- _Exercise instructions_: Gather each line in the entries that includes the string "surface".

Region pointing data
=== Section Start ===

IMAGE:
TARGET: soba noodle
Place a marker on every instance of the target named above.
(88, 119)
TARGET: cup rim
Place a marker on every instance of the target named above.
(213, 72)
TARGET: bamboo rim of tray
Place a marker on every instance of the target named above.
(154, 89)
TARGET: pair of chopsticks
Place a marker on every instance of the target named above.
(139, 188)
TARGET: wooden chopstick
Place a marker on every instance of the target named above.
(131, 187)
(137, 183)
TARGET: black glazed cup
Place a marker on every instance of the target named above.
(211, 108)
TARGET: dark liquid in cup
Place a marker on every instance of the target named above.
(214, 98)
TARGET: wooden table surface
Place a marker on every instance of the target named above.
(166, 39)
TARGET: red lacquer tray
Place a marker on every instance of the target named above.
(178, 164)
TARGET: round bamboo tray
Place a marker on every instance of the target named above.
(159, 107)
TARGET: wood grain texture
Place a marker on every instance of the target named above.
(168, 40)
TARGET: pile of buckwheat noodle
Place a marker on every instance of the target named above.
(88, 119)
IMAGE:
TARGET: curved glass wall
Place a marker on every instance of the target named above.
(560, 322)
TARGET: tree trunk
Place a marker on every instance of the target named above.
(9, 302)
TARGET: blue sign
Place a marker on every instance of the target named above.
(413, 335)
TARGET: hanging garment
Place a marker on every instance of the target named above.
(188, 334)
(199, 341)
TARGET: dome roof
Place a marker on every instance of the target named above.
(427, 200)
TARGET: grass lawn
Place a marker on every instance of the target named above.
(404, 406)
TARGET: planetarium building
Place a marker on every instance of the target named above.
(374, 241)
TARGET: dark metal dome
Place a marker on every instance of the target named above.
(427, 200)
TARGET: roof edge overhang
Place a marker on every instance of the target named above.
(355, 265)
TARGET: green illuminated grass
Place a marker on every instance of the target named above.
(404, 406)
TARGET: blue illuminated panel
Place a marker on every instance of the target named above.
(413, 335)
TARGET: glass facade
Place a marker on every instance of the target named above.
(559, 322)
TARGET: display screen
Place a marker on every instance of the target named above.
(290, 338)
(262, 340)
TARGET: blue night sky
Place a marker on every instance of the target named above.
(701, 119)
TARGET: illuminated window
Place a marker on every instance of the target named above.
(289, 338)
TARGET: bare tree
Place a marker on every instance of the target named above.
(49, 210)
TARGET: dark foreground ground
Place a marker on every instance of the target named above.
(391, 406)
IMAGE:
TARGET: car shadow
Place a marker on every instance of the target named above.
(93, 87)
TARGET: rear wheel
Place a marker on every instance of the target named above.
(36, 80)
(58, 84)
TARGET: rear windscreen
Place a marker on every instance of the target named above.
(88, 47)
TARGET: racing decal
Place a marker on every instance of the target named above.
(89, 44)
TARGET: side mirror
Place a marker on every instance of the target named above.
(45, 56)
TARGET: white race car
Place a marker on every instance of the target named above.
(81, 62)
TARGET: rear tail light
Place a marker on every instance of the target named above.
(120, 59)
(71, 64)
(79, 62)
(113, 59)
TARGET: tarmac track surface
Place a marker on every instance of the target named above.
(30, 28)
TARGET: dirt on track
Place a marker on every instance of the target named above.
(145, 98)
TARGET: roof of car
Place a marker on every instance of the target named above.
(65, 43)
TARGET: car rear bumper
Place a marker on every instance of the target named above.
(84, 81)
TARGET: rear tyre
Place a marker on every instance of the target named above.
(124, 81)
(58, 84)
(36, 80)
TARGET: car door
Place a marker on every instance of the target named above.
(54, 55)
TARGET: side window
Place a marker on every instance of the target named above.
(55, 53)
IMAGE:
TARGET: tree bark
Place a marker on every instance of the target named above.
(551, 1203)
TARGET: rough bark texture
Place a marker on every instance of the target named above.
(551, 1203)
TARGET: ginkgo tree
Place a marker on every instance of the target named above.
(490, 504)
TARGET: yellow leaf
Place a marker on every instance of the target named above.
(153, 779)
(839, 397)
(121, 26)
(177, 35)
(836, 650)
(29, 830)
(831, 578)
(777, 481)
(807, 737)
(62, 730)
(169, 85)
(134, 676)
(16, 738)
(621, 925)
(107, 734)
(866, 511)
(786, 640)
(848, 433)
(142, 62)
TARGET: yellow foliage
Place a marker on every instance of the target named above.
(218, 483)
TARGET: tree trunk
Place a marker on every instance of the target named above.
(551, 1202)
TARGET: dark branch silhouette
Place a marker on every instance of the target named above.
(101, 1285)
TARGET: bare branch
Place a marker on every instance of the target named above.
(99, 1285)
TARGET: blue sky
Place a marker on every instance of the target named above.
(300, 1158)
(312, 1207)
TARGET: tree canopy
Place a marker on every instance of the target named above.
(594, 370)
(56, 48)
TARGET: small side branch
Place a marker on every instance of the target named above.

=== Section End ===

- _Task output_:
TARGET: wooden table surface
TARGET: tarmac track surface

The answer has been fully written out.